5.2 Berufsausbildung und Familiengründung

 

Sachgemäß ist es zu sagen:

 

l Muhammad wurde als Zwölfjähriger von seinem Onkel in den Beruf des Kaufmanns eingeführt. In dessen Obhut erlebte er die vielfältigen religiösen Auffassungen und Bräuche der Pilger in Mekka und war an deren Betreuung beteiligt.

 

l Als fachlich ausgebildeter Geschäftsmann und Händler besaß Muhammad einen so guten Ruf, dass er al-amīn (= der Treue, der Zuverlässige) genannt wurde.

 

l Die (angeblich) vierzigjährige Geschäftsfrau Chadidscha vertraute ihrem Geschäftspartner Muhammad auf ausgedehnten Handelsreisen nach Syrien ihr Kapital an, höchstwahrscheinlich unter der Maßgabe, dass die Gewinne anteilmäßig entsprechend ihrem Kapital und der Leistung Muhammads aufgeteilt würden. Diese Form der Geschäftsverbindung (muḍāraba) war in der arabischen Gesellschaft sehr gebräuchlich.

 

l Muhammads Fähigkeiten, seine Aufrichtigkeit und sein gesellschaftliches Ansehen brachten ihm die Achtung Chadidschas ein, die den 25jährigen ihren Ehewunsch antrug.

 

l Aus dieser Ehe gingen zwei Söhne, die als Kinder starben, und vier Töchter hervor. Auf die jüngste Tochter Fatima (geb. 605 n. Chr.) gehen alle Nachkommen Muhammads zurück.

 

 

Unsachgemäß ist es:

 

l dass Muhammads als Kameltreiber bei Karawanenzügen die reiche Kaufmannswitwe Chadidscha kennen lernte, die ihn in ihr Geschäft aufnahm;

 

l dass die Heimat mit der reichen Witwe Chadidscha ihm ein arbeits- und sorgenfreies Leben ermöglichte und die Gelegenheit, über weitere Pläne, Macht und Reichtum zu erlangen, nachzusinnen.

**Daten:**
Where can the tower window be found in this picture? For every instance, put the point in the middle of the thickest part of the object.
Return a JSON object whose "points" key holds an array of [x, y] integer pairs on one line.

**Arbeitsaufträge:**
**1)** Fassen Sie den Lesetext über Muhammads Berufsausbildung und Familiengründung in zwei Sätzen zusammen.
**2)** Setzen Sie den Lesetext über Muhammads Berufsausbildung und Familiengründung nach seinem letzten Satz fort.
Die Daten stammen aus einer anderen Quelle.

**Antworten je Aufgabe:**
**1)** Muhammad wurde als Zwölfjähriger von seinem Onkel in den Kaufmannsberuf eingeführt und hatte als Händler einen so guten Ruf, dass man ihn al-amīn, den Zuverlässigen, nannte. Die Geschäftsfrau Chadidscha, die ihm auf Handelsreisen nach Syrien ihr Kapital anvertraute, trug ihm aus Achtung die Ehe an, aus der zwei als Kinder verstorbene Söhne und vier Töchter hervorgingen.

**2)**
l dass Muhammad erst nach seiner Heirat mit Chadidscha Gelegenheit hatte, als Händler durch Arabien und die benachbarten Länder zu reisen;

 

l dass Muhammads durch seine Heirat mit einer reichen Kaufmannswitwe ein ansehnliches Vermögen gewonnen hat, das es ihm ermöglicht hätte, sorgenfrei zu leben, dass er aber begann darüber nachzugrübeln, wie der Mensch vor Gottes Gericht bestehen könnte.

 

 

 

5.3 Berufung: Mekkanische Zeit

 

 

Sachgemäß ist zu sagen:

 

 

l Gegenüber den religiösen Traditionen und den gesellschaftlichen Zuständen seines Volkes war Muhammad sehr kritisch eingestellt. Schon vor seiner Berufung zum Propheten (610 n. Chr.) neigte er dem Monotheismus zu, wie auch andere Gesellschaftskritiker vor ihm.

 

l Neben seiner Tätigkeit als Großkaufmann zog er sich immer wieder in die Abgeschiedenheit zurück. Diese als religiöse Handlung, als Hinwendung zu einem einzigen Gott verstandene Zeit der Meditation und des Gebetes haben vor ihm bereits viele Kritiker der Vielgötterei praktiziert. Muhammad wählte für seine meditative Einsamkeit eine Höhle vor dem Berg al-Hara, 12 km nördlich von Mekka. Dort hatte er auch 60 n. Chr., im Monat Ramadan, sein erstes Berufungserlebnis.

 

l Muhammad warf ein Mensch, kein Gott bzw. Halbgott. Nur seine Funktion als Gesandter hebt ihn aus den anderen Menschen hervor. Er gilt aber nicht als „Mittler“ zwischen den übrigen Menschen und Gott, wie z. B. Jesus Christus und wird von den Muslimen auch nicht als „Religionsstifter“ verstanden. Als solcher gilt allein Gott.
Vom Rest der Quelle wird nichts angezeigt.